EXERCISE TASK:
Please copy the stretch of the listing below from the line containing "Where can the person be" through the line containing "x=260, y=615", reproducing each line word for word.

== RECORDS FOR THE EXERCISE

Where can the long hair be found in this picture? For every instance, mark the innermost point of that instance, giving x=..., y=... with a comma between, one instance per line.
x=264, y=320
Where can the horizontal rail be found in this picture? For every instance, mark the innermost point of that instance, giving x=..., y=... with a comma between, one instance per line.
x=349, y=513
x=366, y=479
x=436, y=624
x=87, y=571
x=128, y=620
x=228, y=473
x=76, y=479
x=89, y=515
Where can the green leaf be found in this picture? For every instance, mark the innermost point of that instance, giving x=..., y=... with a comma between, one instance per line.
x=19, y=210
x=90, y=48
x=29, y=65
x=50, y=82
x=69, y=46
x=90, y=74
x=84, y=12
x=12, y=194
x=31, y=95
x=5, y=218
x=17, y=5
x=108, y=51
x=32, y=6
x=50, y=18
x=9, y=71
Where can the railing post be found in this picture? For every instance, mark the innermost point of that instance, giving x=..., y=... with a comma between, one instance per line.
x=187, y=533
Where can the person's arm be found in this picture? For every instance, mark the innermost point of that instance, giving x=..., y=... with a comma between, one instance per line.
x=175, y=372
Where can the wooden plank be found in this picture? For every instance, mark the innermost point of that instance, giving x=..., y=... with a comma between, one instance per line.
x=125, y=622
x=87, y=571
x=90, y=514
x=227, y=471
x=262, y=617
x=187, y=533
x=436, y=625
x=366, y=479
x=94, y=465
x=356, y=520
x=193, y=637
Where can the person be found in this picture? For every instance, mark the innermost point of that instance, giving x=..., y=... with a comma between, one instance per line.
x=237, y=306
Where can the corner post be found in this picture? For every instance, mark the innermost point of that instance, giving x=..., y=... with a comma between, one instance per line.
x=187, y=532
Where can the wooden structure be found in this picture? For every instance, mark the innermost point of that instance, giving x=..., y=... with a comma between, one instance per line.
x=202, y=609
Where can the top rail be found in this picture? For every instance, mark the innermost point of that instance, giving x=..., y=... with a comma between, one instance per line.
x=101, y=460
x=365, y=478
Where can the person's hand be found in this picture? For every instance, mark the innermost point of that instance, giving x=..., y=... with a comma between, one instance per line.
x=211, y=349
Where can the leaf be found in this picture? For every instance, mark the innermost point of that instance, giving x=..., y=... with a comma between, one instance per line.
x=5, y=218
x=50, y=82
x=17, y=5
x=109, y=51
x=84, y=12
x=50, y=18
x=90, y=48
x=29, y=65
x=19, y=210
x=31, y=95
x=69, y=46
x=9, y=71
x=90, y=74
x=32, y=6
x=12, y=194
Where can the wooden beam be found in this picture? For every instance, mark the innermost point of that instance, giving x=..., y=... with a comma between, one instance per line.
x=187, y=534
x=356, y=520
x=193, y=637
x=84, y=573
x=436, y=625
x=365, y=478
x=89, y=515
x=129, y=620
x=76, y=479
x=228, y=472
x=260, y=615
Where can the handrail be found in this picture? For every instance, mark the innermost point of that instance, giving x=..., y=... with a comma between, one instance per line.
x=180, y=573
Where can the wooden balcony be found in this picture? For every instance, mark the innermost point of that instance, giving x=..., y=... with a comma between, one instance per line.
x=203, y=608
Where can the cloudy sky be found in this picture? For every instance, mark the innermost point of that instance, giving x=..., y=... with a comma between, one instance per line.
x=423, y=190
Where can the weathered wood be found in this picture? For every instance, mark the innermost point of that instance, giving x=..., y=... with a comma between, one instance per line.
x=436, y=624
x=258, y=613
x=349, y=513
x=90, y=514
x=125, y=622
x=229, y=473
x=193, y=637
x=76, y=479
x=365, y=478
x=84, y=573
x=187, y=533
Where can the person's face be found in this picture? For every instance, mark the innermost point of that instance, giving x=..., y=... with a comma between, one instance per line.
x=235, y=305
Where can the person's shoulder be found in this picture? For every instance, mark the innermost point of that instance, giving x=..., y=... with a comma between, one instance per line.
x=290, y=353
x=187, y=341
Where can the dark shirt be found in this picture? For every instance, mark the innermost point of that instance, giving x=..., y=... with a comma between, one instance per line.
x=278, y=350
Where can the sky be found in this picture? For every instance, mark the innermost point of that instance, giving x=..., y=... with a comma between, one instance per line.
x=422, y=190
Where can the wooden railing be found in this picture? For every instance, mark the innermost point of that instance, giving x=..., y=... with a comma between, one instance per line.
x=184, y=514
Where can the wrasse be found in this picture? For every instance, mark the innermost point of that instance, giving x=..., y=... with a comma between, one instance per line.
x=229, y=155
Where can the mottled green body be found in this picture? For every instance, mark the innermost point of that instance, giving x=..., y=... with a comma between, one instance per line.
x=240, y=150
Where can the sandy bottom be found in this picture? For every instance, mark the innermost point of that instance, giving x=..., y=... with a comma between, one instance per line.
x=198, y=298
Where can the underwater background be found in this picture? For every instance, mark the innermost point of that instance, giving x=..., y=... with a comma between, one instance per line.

====

WRITTEN RESPONSE:
Where can the person be found in this picture? For every instance, mark the innermost point of that instance, giving x=..., y=... with a comma between, one instance per line.
x=237, y=306
Where can the corner post be found in this picture? For every instance, mark the innermost point of that instance, giving x=..., y=... with a comma between, one instance per line.
x=187, y=532
Where can the wooden structure be found in this picture? For every instance, mark the innermost point of that instance, giving x=..., y=... with a comma between, one instance per line.
x=202, y=609
Where can the top rail be found in this picture? For every instance, mark the innermost point of that instance, giving x=..., y=... with a comma between, one instance per line.
x=101, y=460
x=365, y=478
Where can the person's hand be found in this picture? For every instance, mark the innermost point of that instance, giving x=..., y=... with a comma between, one instance per line.
x=211, y=349
Where can the leaf be found in this picture? For every instance, mark the innermost point of that instance, giving x=..., y=... with a comma between, one instance per line.
x=5, y=218
x=50, y=82
x=17, y=5
x=109, y=51
x=84, y=12
x=50, y=18
x=90, y=48
x=29, y=65
x=19, y=210
x=31, y=95
x=69, y=46
x=9, y=71
x=90, y=74
x=32, y=6
x=12, y=194
Where can the wooden beam be found in this picture? For every instance, mark the innermost point of that instance, giving x=..., y=... with a comma between, one instance per line.
x=187, y=534
x=356, y=520
x=193, y=637
x=84, y=573
x=436, y=625
x=365, y=478
x=89, y=515
x=129, y=620
x=76, y=479
x=228, y=472
x=260, y=615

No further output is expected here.